• Given exercise:
Please repeat all of the listing exactly.

Entries from a point annotation set

************

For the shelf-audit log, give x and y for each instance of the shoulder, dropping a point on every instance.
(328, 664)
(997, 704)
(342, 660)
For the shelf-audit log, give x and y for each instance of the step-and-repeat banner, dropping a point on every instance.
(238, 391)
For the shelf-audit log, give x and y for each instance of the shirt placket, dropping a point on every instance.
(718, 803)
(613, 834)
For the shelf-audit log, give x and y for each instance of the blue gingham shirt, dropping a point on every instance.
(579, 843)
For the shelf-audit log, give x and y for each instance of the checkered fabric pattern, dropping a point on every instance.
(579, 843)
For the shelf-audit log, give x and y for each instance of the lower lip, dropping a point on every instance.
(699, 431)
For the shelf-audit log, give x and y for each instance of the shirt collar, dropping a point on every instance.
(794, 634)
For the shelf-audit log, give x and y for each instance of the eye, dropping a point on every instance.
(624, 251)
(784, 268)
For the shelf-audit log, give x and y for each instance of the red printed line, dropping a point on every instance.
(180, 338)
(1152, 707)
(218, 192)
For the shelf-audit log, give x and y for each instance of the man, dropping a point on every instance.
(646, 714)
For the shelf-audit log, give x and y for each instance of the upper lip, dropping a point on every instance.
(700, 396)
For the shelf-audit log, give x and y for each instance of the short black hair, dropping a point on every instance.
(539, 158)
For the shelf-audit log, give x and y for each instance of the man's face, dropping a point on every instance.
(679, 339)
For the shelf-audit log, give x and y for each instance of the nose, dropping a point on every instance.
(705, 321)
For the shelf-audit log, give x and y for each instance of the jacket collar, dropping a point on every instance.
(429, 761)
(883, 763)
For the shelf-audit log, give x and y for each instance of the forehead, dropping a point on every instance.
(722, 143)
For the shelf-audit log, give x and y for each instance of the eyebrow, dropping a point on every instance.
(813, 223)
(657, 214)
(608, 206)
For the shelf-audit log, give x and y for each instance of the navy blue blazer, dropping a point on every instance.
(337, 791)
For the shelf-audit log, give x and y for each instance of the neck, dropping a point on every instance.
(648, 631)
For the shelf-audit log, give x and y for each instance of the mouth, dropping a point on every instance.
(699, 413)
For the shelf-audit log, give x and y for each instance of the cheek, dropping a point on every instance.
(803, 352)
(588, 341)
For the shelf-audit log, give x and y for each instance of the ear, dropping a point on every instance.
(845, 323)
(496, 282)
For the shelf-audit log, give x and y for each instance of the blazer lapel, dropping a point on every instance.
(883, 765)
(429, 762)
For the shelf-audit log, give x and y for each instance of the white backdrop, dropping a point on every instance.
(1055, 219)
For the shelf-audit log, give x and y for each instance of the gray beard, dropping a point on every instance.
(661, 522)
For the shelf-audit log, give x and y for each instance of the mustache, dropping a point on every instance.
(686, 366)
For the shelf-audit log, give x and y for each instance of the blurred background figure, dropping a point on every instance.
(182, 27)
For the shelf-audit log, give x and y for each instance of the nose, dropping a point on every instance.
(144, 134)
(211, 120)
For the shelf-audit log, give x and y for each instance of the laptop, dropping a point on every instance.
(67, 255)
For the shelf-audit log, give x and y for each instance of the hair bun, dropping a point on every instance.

************

• Solution for this problem:
For the shelf-audit log, give x and y for each instance of the shoulder, dropping a point on every instance.
(328, 664)
(997, 704)
(342, 660)
For the shelf-audit log, give x and y for each instance of the step-and-repeat banner, dropping a point on every instance.
(238, 391)
For the shelf-audit log, give x and y for each instance of the shirt placket, dropping a point on every instance.
(718, 803)
(613, 834)
For the shelf-audit log, give x and y for each instance of the blue gingham shirt, dropping a point on every instance.
(579, 843)
For the shelf-audit log, give x and y for each instance of the checkered fabric pattern, dropping a point on every instance.
(579, 843)
For the shelf-audit log, give x and y for each instance of the lower lip, dropping a point on every instance.
(699, 431)
For the shelf-audit log, give x and y for each instance of the shirt collar, dropping a point on every instance.
(794, 634)
For the shelf-audit log, give x and y for each instance of the eye, dropping a point on every instance.
(624, 251)
(784, 268)
For the shelf-audit log, give x and y for each instance of the red printed line, dropping a point on every instance.
(180, 338)
(1152, 707)
(218, 192)
For the shelf-audit log, give x and y for each instance of the man, dropping a point on every instance.
(646, 714)
For the shelf-audit log, give x and y for each instance of the upper lip, dropping a point on every instance.
(700, 396)
For the shelf-audit log, give x and y for each instance of the short black hair, dropping a point on every instance.
(539, 158)
For the shelf-audit log, give x and y for each instance of the man's face, dropping a point on every instance.
(679, 339)
For the shelf-audit log, give x and y for each instance of the nose, dropping a point on every instance.
(705, 321)
For the shelf-audit log, give x and y for each instance of the jacket collar, dropping a point on every instance.
(429, 761)
(883, 763)
For the shelf-audit log, give x and y for each instance of the forehead, dropping a point on every instance.
(722, 143)
For the shelf-audit log, give x and y for each instance of the eyebrow, dropping a point on every instance.
(813, 223)
(657, 214)
(608, 206)
For the shelf-audit log, give x and y for each instance of the navy blue blazer, dropping a point on every instance.
(337, 791)
For the shelf-audit log, give x and y for each instance of the neck, dropping a point on every instance.
(648, 631)
For the shelf-audit log, give x and y for each instance of the mouth, dropping a point on every instance.
(699, 413)
For the shelf-audit log, give x and y for each instance of the cheek, dropping a point on every instance.
(803, 352)
(588, 341)
For the shelf-audit log, give x and y for each instance of the ear, dropping a point on every instance.
(845, 323)
(496, 282)
For the shelf-audit log, give x and y for each instance of the blazer lapel, dropping a point on every instance.
(883, 765)
(429, 762)
For the shelf-audit log, give x and y for each instance of the white backdrop, dropping a point on every instance.
(1055, 219)
For the shelf-audit log, give x and y for each instance of the gray beard, dropping a point on every instance.
(661, 522)
For the shelf-audit log, give x and y for each instance of the mustache, dropping a point on every instance.
(686, 366)
For the shelf-audit log, give x and y for each instance of the blurred background figure, dropping a point on every instance.
(182, 27)
For the shelf-audit log, give x and y for each instance of the nose, dropping a point on every instance.
(144, 134)
(211, 120)
For the shelf-audit log, give x and y for each instance of the laptop, dropping a point on every instance.
(67, 255)
For the shelf-audit log, give x and y for each instance of the hair bun, dropping a point on every instance.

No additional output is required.